O que investigações mais
aprofundadas poderão mostrar como absolutamente decisivo para a transformação do dinheiro em capital são
as exigências impostas por aquilo a que historiografia chama a "revolução militar",
quer dizer, os processos históricos estruturais associados à invenção das armas
de fogo no século XIV e à formação das máquinas militares e estatais modernas
que garantiram a supremacia da Europa do homem branco nos séculos seguintes
(seguimos aqui Kurz, no prelo). Foi, por um lado, o canhão (inventado no século
XV) e a formação e manutenção de exércitos de mercenários (que são também os
primeiros verdadeiros assalariados) e, por outro, as brutais e correspondentes
transformações arquitectónicas nas fortificações das cidades que, em conjunto,
se tornaram um verdadeiro monstro insaciável de recursos que promoveu a brutal
monetarização de toda a reprodução social e a constituição do capital.

[Itens de rotulagem de regiões]
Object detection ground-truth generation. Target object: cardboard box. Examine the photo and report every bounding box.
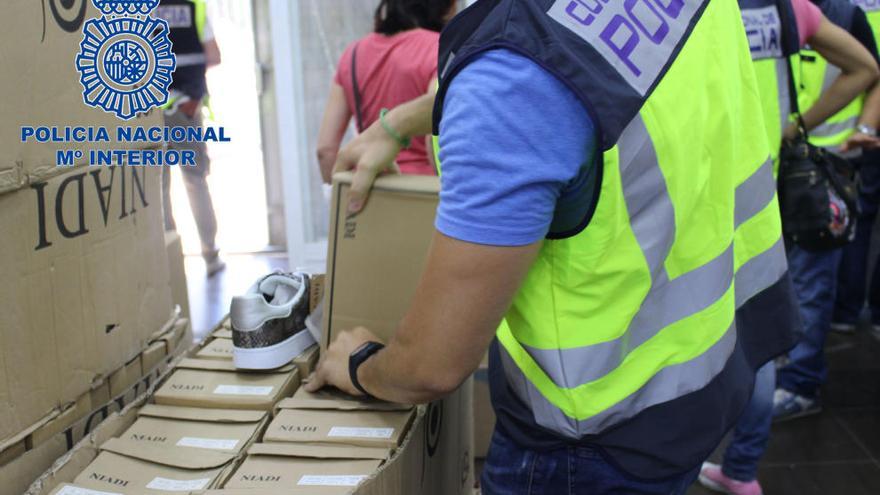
[165,231,190,318]
[194,340,319,378]
[0,166,172,443]
[195,339,233,361]
[354,380,474,495]
[322,173,440,347]
[263,389,413,449]
[474,364,495,459]
[155,358,300,411]
[73,438,235,495]
[107,354,144,397]
[120,404,269,454]
[141,341,168,374]
[224,444,389,495]
[0,0,164,195]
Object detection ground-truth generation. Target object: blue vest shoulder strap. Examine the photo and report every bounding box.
[434,0,709,151]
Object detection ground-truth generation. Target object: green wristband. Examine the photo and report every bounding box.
[379,108,412,148]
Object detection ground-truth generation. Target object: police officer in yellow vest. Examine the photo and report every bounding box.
[309,0,795,494]
[157,0,225,276]
[700,0,880,495]
[773,0,880,421]
[831,0,880,339]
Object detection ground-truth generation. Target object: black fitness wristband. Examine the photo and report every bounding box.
[348,342,385,398]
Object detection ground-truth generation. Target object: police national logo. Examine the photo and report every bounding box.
[76,0,177,120]
[94,0,159,15]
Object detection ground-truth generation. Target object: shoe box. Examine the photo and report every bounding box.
[321,173,474,495]
[59,404,268,495]
[0,0,163,194]
[155,358,300,411]
[165,230,190,318]
[224,443,391,495]
[0,164,174,445]
[193,338,320,379]
[474,357,495,459]
[263,389,414,451]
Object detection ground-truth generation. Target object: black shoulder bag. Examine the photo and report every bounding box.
[351,43,364,132]
[777,2,859,251]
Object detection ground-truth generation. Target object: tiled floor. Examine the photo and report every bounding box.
[185,253,288,340]
[186,254,880,495]
[688,331,880,495]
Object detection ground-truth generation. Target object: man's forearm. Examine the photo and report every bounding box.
[859,83,880,129]
[358,334,450,404]
[385,91,435,137]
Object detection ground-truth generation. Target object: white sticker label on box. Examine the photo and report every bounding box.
[55,486,121,495]
[177,437,238,450]
[296,474,367,486]
[327,426,394,438]
[214,385,275,395]
[147,476,211,492]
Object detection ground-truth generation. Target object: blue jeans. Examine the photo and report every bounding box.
[480,429,699,495]
[721,361,776,482]
[834,152,880,325]
[776,246,841,398]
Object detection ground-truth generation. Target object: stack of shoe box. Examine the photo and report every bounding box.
[225,389,414,495]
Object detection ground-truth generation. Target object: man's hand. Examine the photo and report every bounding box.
[305,327,381,396]
[840,132,880,153]
[333,121,400,213]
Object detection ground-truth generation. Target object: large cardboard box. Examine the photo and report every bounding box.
[322,173,440,347]
[0,165,172,444]
[0,0,163,194]
[193,338,320,379]
[322,173,473,495]
[73,438,236,495]
[474,364,495,459]
[223,443,390,495]
[155,358,300,411]
[263,389,414,449]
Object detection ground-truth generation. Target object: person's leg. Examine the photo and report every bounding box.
[181,169,218,260]
[832,152,880,331]
[773,246,841,419]
[722,361,776,481]
[480,429,698,495]
[162,167,177,231]
[700,361,776,495]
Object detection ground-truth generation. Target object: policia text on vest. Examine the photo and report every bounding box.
[434,0,795,476]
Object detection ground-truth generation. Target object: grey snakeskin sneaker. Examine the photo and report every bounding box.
[230,272,315,370]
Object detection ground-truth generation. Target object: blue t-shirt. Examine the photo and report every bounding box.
[436,50,597,450]
[436,49,596,246]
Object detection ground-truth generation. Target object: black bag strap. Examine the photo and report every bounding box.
[775,0,808,138]
[351,43,364,132]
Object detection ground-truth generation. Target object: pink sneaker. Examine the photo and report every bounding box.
[700,462,763,495]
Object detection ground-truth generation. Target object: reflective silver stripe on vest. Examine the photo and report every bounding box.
[177,53,207,67]
[810,115,859,137]
[771,58,794,133]
[523,116,772,388]
[498,326,736,439]
[734,159,776,228]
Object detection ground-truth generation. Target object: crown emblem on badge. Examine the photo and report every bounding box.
[92,0,159,15]
[76,0,177,120]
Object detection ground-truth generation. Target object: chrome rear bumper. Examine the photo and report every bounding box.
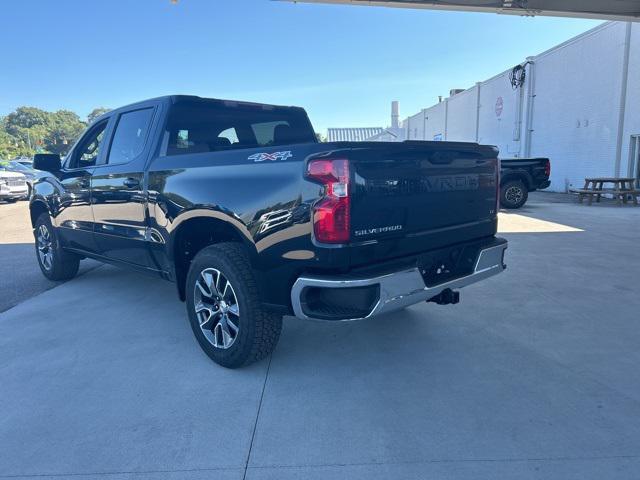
[291,241,508,321]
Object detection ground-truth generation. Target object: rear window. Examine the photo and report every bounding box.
[165,100,316,155]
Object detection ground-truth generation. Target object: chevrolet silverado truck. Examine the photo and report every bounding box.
[500,158,551,209]
[30,96,507,368]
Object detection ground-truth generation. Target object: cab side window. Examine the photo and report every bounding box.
[107,108,153,165]
[69,120,108,168]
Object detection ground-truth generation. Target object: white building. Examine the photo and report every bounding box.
[403,22,640,192]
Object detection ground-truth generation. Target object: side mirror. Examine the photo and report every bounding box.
[33,153,62,173]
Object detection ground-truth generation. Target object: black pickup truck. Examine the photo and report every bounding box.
[500,158,551,208]
[30,96,507,367]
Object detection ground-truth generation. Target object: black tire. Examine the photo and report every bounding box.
[34,213,80,281]
[186,243,282,368]
[500,180,529,209]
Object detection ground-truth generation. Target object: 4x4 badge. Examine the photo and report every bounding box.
[248,150,293,162]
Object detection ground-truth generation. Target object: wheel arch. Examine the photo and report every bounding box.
[29,200,51,228]
[167,212,257,301]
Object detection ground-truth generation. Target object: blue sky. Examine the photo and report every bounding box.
[0,0,599,132]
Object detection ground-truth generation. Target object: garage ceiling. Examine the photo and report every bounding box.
[285,0,640,22]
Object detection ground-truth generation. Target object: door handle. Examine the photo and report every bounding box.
[123,177,140,188]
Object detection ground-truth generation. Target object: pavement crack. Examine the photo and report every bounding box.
[242,354,273,480]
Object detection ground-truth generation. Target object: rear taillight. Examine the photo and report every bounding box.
[307,159,351,243]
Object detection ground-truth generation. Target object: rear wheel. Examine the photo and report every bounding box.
[34,213,80,280]
[186,243,282,368]
[500,180,529,208]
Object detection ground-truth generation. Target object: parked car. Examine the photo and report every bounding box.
[0,164,29,202]
[30,96,507,367]
[6,160,46,198]
[11,157,33,168]
[500,158,551,209]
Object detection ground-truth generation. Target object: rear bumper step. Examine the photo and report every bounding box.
[291,239,507,321]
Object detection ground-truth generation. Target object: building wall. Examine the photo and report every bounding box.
[446,87,478,142]
[398,22,640,192]
[403,110,424,140]
[423,102,447,140]
[478,72,521,158]
[620,23,640,176]
[531,23,626,191]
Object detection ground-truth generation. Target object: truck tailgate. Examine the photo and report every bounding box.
[340,142,499,263]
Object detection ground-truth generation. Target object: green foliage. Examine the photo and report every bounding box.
[0,107,108,160]
[87,107,111,124]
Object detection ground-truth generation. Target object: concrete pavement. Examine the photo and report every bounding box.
[0,195,640,480]
[0,202,99,312]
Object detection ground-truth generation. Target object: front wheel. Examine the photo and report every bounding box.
[500,180,529,209]
[34,213,80,280]
[186,243,282,368]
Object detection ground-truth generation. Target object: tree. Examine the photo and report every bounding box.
[0,107,86,159]
[43,110,86,154]
[87,107,111,124]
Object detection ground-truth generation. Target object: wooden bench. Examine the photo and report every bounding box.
[570,177,640,205]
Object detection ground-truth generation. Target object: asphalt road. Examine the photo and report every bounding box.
[0,202,99,312]
[0,196,640,480]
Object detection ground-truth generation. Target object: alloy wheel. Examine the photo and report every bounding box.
[36,225,53,270]
[504,186,524,205]
[193,268,240,349]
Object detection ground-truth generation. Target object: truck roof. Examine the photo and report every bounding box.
[94,94,304,122]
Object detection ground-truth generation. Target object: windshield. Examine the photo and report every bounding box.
[9,162,31,172]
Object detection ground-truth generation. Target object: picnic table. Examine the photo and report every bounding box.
[571,177,640,205]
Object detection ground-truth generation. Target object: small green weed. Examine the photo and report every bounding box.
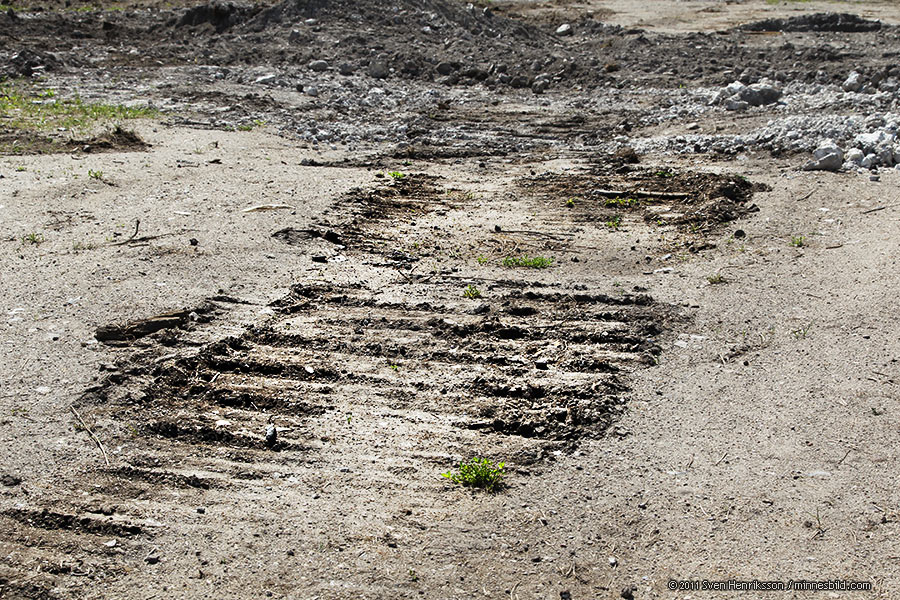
[791,323,812,340]
[606,196,641,208]
[22,232,44,246]
[503,256,553,269]
[441,457,506,492]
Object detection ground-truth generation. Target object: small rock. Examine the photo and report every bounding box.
[803,140,844,171]
[0,473,22,487]
[434,62,456,76]
[531,79,549,94]
[844,148,866,166]
[725,98,750,111]
[253,73,278,85]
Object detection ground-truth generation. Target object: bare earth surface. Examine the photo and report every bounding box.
[0,0,900,600]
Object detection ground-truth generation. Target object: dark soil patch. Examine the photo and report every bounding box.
[521,164,763,233]
[0,126,150,156]
[3,508,143,537]
[740,13,882,33]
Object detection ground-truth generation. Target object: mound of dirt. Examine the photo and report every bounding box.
[741,13,881,33]
[167,0,562,87]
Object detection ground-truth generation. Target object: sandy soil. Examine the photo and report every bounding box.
[0,2,900,600]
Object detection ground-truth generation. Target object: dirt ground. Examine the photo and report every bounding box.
[0,0,900,600]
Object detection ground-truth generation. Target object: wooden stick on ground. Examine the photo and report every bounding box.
[69,406,109,467]
[110,219,141,246]
[591,189,691,200]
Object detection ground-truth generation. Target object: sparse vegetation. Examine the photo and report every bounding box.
[606,196,641,208]
[0,79,158,141]
[441,457,506,492]
[503,256,553,269]
[791,323,812,340]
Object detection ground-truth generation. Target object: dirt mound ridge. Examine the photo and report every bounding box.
[169,0,565,87]
[740,13,881,33]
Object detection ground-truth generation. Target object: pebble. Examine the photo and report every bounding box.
[369,60,390,79]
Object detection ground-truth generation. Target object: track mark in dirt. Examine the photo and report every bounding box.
[521,165,765,234]
[3,508,144,537]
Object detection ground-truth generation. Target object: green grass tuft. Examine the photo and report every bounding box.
[503,256,553,269]
[441,457,506,492]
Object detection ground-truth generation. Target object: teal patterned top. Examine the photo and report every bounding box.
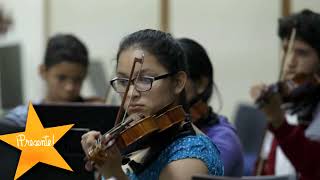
[128,135,224,180]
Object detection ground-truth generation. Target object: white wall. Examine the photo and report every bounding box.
[0,0,45,102]
[171,0,280,121]
[49,0,159,101]
[291,0,320,13]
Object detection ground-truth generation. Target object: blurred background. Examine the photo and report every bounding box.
[0,0,320,121]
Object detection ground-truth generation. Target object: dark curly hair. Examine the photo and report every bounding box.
[117,29,188,110]
[44,34,89,68]
[278,9,320,59]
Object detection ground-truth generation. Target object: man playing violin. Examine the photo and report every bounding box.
[251,10,320,180]
[81,29,223,180]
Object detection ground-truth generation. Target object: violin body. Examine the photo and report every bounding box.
[255,74,320,123]
[116,116,159,151]
[88,105,186,163]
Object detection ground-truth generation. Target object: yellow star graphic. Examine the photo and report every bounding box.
[0,103,73,179]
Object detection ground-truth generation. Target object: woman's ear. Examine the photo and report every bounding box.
[195,76,209,94]
[174,71,188,94]
[39,64,47,80]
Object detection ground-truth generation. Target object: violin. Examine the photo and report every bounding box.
[88,51,186,164]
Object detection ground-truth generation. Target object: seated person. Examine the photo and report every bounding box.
[5,34,103,127]
[81,29,223,180]
[251,10,320,180]
[178,38,243,176]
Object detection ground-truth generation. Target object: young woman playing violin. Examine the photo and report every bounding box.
[81,29,223,180]
[251,10,320,180]
[178,38,243,176]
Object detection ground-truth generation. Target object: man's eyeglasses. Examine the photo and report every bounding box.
[110,73,175,93]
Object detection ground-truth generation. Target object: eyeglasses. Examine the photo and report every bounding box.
[110,73,175,93]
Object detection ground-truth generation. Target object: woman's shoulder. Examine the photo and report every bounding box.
[160,135,223,175]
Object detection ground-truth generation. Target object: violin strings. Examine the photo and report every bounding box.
[121,53,144,123]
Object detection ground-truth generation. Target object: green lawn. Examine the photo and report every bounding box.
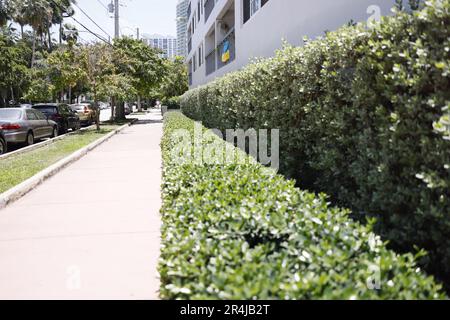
[0,126,119,193]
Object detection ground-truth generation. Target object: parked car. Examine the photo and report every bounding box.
[125,105,131,116]
[0,129,8,156]
[70,102,100,126]
[33,103,81,134]
[0,108,58,145]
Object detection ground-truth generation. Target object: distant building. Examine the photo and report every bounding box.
[143,34,178,59]
[186,0,400,88]
[177,0,189,57]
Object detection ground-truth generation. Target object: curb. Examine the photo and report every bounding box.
[0,119,137,210]
[0,125,95,160]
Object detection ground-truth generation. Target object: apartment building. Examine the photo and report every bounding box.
[186,0,395,87]
[177,0,190,57]
[143,34,178,59]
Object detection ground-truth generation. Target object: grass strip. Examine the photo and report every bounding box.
[0,126,119,193]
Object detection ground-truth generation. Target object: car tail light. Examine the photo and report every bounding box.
[0,123,20,130]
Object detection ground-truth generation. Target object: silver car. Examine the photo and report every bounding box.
[0,108,58,145]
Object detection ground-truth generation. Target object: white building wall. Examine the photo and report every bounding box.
[186,0,395,87]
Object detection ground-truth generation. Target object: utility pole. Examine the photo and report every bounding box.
[114,0,120,39]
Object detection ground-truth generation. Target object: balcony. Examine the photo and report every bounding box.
[216,28,236,69]
[205,49,216,75]
[205,0,216,23]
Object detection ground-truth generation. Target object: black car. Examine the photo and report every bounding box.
[0,129,8,156]
[33,103,81,134]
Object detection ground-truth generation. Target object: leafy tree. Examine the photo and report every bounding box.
[114,38,166,117]
[0,0,9,26]
[48,46,86,102]
[0,33,28,106]
[160,57,189,100]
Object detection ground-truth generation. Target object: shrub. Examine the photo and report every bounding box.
[182,0,450,284]
[159,112,444,299]
[163,97,180,110]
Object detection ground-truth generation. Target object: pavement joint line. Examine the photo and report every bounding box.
[0,119,138,211]
[0,230,159,243]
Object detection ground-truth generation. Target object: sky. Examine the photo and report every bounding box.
[67,0,177,42]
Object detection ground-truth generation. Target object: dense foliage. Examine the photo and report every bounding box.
[182,0,450,284]
[159,112,444,299]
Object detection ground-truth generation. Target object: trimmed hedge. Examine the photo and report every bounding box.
[159,112,445,299]
[163,97,181,110]
[182,0,450,285]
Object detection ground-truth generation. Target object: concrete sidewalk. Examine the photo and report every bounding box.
[0,109,162,299]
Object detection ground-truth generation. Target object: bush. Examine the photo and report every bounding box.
[182,0,450,284]
[159,112,444,299]
[163,97,181,110]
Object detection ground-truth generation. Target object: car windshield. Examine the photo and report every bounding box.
[33,106,57,114]
[70,105,84,111]
[0,109,22,120]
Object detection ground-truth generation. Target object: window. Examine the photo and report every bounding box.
[34,110,47,120]
[27,110,37,120]
[0,109,22,120]
[192,54,197,72]
[198,43,203,67]
[244,0,269,23]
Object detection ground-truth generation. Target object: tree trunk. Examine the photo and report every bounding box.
[47,28,52,51]
[110,97,116,121]
[31,30,36,68]
[59,22,63,44]
[116,101,126,120]
[138,95,142,112]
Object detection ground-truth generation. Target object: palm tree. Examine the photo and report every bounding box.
[48,0,76,46]
[0,0,9,27]
[14,0,53,67]
[4,0,27,40]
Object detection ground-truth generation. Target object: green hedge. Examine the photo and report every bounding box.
[182,0,450,284]
[159,112,445,299]
[162,97,181,110]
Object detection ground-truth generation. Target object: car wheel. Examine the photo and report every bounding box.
[25,132,34,146]
[50,127,58,139]
[0,139,8,156]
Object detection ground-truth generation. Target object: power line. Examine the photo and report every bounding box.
[74,3,111,38]
[97,0,109,10]
[50,0,111,45]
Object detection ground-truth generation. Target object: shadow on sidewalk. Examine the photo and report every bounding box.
[133,120,163,126]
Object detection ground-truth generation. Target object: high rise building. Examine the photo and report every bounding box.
[143,34,178,59]
[186,0,400,88]
[177,0,189,57]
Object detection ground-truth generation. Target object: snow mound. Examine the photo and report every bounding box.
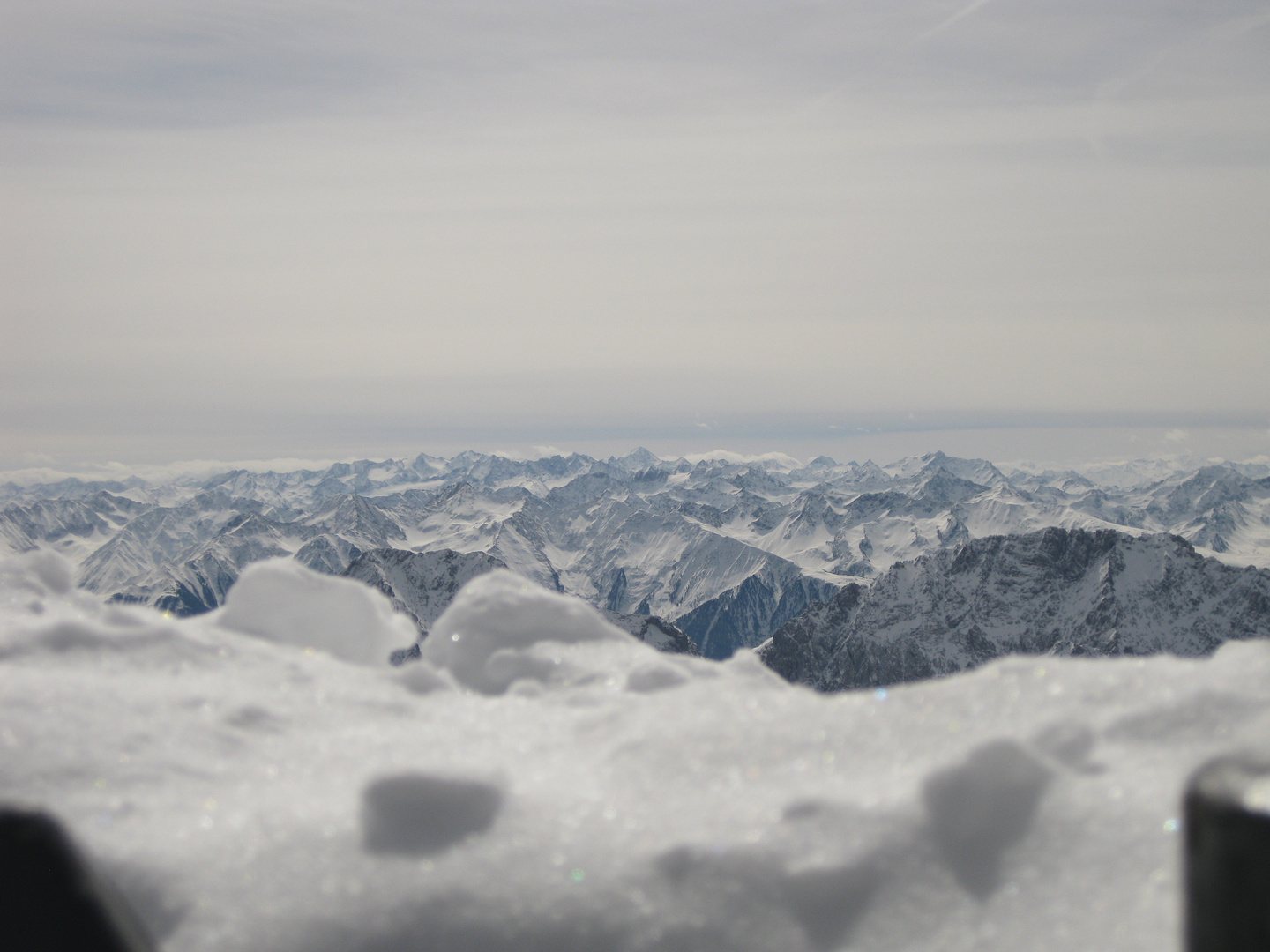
[217,559,415,666]
[362,774,503,856]
[421,570,640,695]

As tarefas>
a) Indique se cada afirmação está de acordo com o excerto sobre a revolução militar, respondendo sim ou não e citando as palavras do excerto que o decidem.
(i) O canhão foi inventado no século XIV.
(ii) Os mercenários são apresentados como os primeiros verdadeiros assalariados.
(iii) As máquinas militares e estatais modernas garantiram a supremacia da Europa nos séculos seguintes.
b) Responda com base no excerto sobre a revolução militar.
(i) A que século se associa a invenção das armas de fogo?
(ii) Onde ocorreram as transformações arquitectónicas mencionadas?
(iii) O que promoveu o "monstro insaciável de recursos"?
c) Prossiga o excerto sobre a revolução militar a partir do ponto em que termina.

Respostas>
a)
(i) Não: "o canhão (inventado no século XV)".
(ii) Sim: "que são também os primeiros verdadeiros assalariados".
(iii) Sim: "que garantiram a supremacia da Europa do homem branco nos séculos seguintes".

b)
(i) Ao século XIV.
(ii) Nas fortificações das cidades.
(iii) A brutal monetarização de toda a reprodução social e a constituição do capital.

c)
Palmanova. Do lado da artilharia
temos uma primeira corrida ao armamento, pautada pela procura crescente de
metais, o desenvolvimento das indústrias mineira e siderúrgica e o aparecimento
de uma proto-indústria das armas de fogo. Do lado das fortificações urbanas
temos transformações igualmente marcantes: as velhas muralhas medievais
deixaram de cumprir a sua função face ao canhão; foram erguidas novas muralhas
mais baixas mas substancialmente mais largas e aumentado o espaço de manobra
interno para permitir a deslocação dos canhões de defesa da cidade; no final, o
espaço exigido para a nova muralha era quase sempre superior à área da própria
cidade (Mumford 1998: 390; Kostof 1992: 31).
Essas novas fortificações, com a
conhecida configuração em estrela (a chamada trace italienne) e cujo exemplo
mais conhecido é porventura a cidade italiana de Palmanova , eram extremamente
difíceis de erguer e ainda mais de alterar. Exigiam uma mobilização de recursos
em tudo equivalente à da proto-indústria do armamento, e em conjunto com ela
provocaram por toda a Europa a monetarização generalizada de todos os impostos
e o correspondente esmiframento da
população com o fim de alimentar a ascendente máquina estatal militar
desvinculada da reprodução social. Não é à toa que Marx constata:
No tempo do advento da monarquia absoluta, com a transformação de todos
os impostos em impostos em dinheiro, o dinheiro aparece de facto como o Moloch
ao qual é sacrificada a riqueza real (Marx 2011: 145-6).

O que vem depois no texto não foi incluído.